WORK TO COMPLETE | In the data below, copy every line from the one containing "Thank you for the photo. Could you pin the black" down to the end of the data, both ends included, and add 109 to each coordinate of the answer points. Leave every other line, including the layout-guide coordinates, unchanged.

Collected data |
◇ ◇ ◇ ◇ ◇
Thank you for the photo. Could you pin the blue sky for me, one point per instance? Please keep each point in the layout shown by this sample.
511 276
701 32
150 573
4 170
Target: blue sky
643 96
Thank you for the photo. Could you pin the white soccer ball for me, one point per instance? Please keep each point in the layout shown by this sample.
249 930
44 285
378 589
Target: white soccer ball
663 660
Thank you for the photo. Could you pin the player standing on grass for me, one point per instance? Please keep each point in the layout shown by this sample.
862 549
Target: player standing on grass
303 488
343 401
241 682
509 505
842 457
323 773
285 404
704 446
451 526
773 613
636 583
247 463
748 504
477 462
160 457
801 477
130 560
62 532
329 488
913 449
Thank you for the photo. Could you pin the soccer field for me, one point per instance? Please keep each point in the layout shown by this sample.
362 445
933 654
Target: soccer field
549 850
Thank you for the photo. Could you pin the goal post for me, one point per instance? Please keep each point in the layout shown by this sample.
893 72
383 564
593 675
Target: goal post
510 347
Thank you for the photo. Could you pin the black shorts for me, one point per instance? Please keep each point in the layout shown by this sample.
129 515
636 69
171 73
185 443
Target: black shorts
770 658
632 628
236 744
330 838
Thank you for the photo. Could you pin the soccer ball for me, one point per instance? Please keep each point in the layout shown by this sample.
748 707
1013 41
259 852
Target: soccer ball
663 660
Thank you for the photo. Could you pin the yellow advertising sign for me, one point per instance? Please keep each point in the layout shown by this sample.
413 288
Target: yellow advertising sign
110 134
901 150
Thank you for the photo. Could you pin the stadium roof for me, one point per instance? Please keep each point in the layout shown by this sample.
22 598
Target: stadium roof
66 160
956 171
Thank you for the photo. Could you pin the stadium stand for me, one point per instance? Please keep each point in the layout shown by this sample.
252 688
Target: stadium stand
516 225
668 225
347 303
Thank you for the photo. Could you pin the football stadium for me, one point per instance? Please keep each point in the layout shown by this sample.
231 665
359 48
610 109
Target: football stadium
◇ ◇ ◇ ◇ ◇
SOLVED PROBLEM |
Thank you for the photo. Could you pin the black shorts for me, one point per instance? Please keep each point in the layout shown by this sample.
129 515
636 69
171 73
185 443
Target: black shorts
879 767
741 737
345 853
439 947
Thank you for the photo. Could you pin the soccer ball for me, one point per instance? Please keep each point in the layout shown by this sample.
748 707
1013 41
259 852
Target: soccer ball
772 769
Thank you for the photo. Could you pin the yellow advertising sign for me, one point per instance? Please keep each point in the layout shown by this sample.
413 288
Target: yellow advertising sign
219 243
1010 259
Thank you for the photo. Could you pin the stadium roof for me, one point per instance? Please keep each point in the layout shown by this sample.
22 598
Target: stadium roof
175 269
1065 280
Thank you for the photo. Could you pin the stadium stand for me, one point per instance? Please keep each point in the layout shown by this sample.
252 688
Target: stadium stand
625 334
777 334
456 412
Thank you for the photo. Could you pin the football stadium for me, one point per instance? Please keep each point in the layout shown by this sample.
231 665
359 48
610 109
Target: football stadium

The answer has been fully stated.